● **Page extract**:
+-------+
Wise Words
A moment with spiritual elder Clifford Duncan, a healer and cultural liaison for the Tabeguache band of the Northern Ute Nation

By Jena Hofstedt
Photo courtesy of World Council of Elders


Q. Would you tell us a bit about the history of the Ute Nation?

A. The Ute tribe is part of the Shoshonian Utoaztec language group of the Great Basin tribes, which were centered in Nevada and the surrounding states. We have been in our area for 5,000 years or longer. Through excavations, we’ve found artifacts that are actually 8,000 to 10,000 years old. We were one of the largest language groups in the Western Hemisphere at one time. That is our prehistory. At present we have three reservations, two in Colorado and one in Utah. I’m in Utah on the Uintah-Ouray Reservation.

Q. Can you tell us what your day-to-day life is like on the reservation?

A. We live like everyone around us. We follow Tribal and State laws. We all live a lot like non-Indians. However, some of us are trying to preserve our traditions, culture, and language, so it doesn’t get swallowed up and lost. We have learned to survive in this new world.

Q. What is the role of an indigenous elder in today’s modern American culture?

A. Most Native Americans have drifted from what used to be, when our people were actually living a community life, and the spiritual connection was strong. Today we do not have that, because we are broken up into many different parts. Those who are interested in going back still have the resource of the tribal elders. But there is only a handful [of elders left] in all of Indian country.

Q. You are also a healer. Is that the same as being a medicine man?

A. Native Americans do not accept the title of medicine man or spiritual man or doctor. Those are words given to them by an outsider. We are practitioners—one who carries spiritual teachings from one generation to the next and passes them on to their children and grandchildren. [Practitioners] do not necessarily possess spiritual power, but they pass it on. They are like mediators. Credit goes to the higher level, which is the spirit and God.
+-------+
Render this sentence from the Clifford Duncan interview in Spanish: "We have learned to survive in this new world." Rely only on the Clifford Duncan interview for this work.

● **Supplied information**:
+-------+
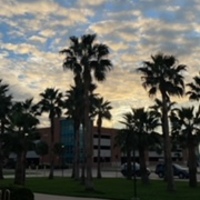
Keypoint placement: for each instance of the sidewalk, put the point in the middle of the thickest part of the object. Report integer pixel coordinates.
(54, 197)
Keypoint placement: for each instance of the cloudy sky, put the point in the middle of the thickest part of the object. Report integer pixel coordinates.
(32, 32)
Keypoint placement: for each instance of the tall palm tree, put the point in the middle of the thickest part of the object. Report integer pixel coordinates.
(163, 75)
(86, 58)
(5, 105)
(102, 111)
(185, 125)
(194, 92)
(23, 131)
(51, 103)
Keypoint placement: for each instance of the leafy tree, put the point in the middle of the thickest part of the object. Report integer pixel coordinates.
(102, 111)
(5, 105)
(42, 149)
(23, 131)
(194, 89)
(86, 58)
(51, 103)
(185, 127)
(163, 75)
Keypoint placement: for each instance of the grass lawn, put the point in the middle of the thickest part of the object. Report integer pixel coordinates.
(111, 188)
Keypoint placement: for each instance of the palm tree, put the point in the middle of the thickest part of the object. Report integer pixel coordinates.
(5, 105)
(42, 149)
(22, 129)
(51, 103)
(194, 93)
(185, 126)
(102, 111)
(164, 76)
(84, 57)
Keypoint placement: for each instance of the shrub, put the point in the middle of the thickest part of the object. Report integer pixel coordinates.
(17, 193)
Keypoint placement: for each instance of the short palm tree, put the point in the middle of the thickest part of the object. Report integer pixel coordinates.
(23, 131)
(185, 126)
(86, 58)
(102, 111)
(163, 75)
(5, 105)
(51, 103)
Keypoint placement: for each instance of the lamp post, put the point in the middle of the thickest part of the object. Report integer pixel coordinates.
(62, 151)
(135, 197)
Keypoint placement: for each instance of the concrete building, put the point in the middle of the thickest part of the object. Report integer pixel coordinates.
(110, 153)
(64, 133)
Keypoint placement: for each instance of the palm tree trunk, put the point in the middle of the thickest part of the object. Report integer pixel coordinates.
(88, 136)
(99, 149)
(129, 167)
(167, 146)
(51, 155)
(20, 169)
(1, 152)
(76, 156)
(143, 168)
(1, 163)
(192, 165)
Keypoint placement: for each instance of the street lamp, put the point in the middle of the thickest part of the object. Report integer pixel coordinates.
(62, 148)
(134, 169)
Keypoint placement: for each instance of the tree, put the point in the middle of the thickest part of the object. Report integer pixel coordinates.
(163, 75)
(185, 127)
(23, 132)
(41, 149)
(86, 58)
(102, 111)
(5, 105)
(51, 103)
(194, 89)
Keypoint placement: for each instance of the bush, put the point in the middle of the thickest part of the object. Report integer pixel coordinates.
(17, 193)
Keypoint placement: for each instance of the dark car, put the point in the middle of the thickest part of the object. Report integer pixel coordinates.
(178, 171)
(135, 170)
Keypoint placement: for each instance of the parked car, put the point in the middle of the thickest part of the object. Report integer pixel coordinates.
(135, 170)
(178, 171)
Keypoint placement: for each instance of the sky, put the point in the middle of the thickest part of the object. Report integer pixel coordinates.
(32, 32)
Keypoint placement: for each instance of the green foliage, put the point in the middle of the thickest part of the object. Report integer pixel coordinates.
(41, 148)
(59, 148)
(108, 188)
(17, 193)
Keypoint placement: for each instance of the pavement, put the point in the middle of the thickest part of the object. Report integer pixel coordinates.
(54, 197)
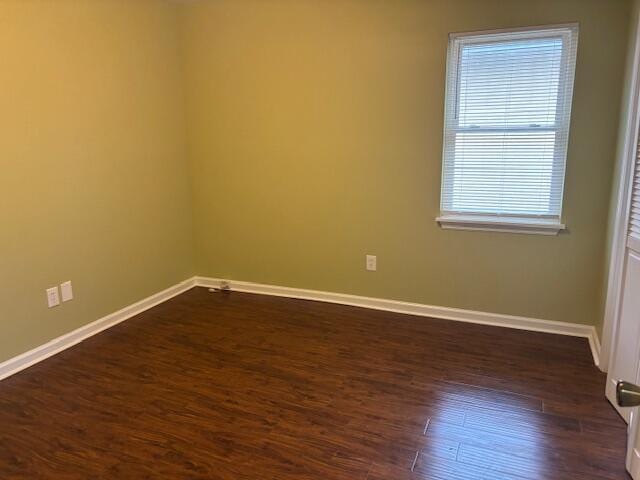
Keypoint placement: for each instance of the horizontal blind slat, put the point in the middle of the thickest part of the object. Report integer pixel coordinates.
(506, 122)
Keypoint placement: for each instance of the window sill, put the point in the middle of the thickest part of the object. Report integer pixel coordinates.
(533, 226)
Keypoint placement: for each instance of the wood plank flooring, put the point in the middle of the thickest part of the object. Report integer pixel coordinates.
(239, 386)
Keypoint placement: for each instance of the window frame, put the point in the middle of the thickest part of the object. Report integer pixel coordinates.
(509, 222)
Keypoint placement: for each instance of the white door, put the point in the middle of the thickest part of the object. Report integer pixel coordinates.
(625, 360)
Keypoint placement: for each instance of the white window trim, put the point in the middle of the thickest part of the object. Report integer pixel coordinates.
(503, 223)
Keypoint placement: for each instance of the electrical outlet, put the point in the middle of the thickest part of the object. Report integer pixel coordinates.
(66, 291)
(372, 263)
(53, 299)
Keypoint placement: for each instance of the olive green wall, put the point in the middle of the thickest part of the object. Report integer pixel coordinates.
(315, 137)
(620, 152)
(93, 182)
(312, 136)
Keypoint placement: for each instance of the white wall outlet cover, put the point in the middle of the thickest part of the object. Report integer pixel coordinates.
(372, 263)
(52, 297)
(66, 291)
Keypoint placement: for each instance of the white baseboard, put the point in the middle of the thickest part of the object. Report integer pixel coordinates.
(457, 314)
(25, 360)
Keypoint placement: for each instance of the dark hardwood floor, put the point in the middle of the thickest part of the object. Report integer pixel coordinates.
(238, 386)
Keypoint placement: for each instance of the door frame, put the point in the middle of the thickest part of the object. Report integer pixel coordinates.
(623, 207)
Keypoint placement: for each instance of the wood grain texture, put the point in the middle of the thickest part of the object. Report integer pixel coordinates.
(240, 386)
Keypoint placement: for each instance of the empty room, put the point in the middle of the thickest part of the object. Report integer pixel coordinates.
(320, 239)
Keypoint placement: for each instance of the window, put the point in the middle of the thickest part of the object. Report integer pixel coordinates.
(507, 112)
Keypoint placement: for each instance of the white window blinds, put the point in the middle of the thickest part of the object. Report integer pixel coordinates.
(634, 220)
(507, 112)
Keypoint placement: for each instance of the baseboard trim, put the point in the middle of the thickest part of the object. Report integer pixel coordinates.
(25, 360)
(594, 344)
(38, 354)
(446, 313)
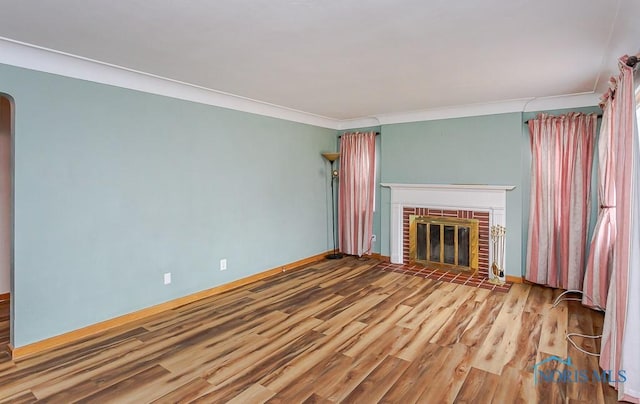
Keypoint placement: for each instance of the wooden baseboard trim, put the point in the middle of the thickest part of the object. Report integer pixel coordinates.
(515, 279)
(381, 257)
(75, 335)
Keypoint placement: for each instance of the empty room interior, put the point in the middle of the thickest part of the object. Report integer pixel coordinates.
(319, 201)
+-------+
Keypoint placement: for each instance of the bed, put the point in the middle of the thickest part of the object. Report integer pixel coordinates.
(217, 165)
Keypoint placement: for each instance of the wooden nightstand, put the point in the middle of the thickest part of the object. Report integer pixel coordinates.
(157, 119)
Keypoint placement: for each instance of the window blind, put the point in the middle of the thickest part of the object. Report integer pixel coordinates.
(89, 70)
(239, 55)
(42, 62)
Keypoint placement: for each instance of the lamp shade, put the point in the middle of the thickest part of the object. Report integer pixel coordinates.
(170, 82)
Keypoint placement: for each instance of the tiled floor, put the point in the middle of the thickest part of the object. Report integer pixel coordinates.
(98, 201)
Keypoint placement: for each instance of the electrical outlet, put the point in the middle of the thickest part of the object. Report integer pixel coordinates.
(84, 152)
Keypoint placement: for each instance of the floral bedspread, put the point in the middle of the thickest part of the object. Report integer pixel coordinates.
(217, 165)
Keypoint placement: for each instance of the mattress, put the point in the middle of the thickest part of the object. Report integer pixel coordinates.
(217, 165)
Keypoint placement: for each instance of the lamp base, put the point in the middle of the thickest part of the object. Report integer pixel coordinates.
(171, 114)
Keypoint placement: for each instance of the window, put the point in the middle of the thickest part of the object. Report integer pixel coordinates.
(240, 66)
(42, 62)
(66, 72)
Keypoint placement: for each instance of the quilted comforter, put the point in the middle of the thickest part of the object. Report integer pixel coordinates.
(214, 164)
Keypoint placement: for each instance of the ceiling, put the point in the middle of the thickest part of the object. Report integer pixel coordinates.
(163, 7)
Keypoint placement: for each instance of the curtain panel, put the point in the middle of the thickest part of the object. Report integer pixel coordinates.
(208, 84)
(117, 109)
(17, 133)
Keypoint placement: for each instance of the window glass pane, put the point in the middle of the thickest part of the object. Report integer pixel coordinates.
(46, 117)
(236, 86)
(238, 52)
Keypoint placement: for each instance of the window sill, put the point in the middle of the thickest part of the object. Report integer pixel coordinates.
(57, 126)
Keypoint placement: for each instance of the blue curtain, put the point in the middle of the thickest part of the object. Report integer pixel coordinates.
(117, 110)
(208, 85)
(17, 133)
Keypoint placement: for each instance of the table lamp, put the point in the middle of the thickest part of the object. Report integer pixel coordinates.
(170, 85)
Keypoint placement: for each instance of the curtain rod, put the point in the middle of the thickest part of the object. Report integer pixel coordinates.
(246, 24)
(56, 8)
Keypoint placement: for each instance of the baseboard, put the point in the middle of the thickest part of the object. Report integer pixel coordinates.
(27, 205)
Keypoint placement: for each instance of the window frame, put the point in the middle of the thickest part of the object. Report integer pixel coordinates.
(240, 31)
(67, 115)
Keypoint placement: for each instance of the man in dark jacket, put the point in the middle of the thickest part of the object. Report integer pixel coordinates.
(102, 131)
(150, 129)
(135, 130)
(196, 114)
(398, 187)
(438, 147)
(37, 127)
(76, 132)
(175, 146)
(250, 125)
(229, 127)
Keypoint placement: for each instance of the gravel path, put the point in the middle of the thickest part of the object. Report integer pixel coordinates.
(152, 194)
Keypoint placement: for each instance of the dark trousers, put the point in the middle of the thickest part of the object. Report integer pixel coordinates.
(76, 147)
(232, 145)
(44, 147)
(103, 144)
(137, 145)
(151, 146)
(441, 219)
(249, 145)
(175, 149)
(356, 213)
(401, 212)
+-------+
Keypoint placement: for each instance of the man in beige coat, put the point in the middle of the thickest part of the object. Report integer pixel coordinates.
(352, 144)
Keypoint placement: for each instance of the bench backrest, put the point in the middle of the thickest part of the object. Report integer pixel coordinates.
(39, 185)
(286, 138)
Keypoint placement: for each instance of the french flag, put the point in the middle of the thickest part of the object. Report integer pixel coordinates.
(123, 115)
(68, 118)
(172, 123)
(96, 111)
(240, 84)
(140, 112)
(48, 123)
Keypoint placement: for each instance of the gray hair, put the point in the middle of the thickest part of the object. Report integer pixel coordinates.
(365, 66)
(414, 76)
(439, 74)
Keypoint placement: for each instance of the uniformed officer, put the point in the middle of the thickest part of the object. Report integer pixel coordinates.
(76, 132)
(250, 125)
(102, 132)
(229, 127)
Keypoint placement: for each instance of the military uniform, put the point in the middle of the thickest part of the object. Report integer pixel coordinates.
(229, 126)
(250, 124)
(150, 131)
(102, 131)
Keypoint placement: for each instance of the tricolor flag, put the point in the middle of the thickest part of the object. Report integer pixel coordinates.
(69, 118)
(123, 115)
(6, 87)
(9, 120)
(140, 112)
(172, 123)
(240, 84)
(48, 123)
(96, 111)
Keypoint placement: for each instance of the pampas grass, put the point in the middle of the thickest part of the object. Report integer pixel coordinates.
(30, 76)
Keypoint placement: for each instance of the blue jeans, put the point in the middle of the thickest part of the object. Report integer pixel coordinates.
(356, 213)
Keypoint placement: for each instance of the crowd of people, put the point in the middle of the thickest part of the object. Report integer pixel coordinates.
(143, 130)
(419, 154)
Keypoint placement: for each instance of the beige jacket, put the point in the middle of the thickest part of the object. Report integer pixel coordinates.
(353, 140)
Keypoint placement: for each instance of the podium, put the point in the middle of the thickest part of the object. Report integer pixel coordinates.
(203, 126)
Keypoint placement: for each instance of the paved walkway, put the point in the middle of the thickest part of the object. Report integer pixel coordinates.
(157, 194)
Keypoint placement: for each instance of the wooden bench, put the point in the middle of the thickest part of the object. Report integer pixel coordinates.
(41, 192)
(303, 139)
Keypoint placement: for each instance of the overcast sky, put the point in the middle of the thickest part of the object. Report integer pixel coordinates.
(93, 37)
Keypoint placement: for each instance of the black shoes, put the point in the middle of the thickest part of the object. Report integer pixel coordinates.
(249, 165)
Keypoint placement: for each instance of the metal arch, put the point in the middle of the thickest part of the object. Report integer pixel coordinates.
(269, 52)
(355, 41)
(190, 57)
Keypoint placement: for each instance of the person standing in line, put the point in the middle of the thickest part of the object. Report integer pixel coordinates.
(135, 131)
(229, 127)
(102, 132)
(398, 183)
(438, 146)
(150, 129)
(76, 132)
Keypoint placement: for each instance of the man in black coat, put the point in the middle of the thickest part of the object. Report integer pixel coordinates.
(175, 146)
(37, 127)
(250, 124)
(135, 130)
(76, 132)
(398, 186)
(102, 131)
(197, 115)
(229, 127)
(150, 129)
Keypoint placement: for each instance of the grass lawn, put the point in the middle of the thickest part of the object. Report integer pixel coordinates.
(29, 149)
+-------+
● **Output of the task**: Hemos aprendido a sobrevivir en este nuevo mundo.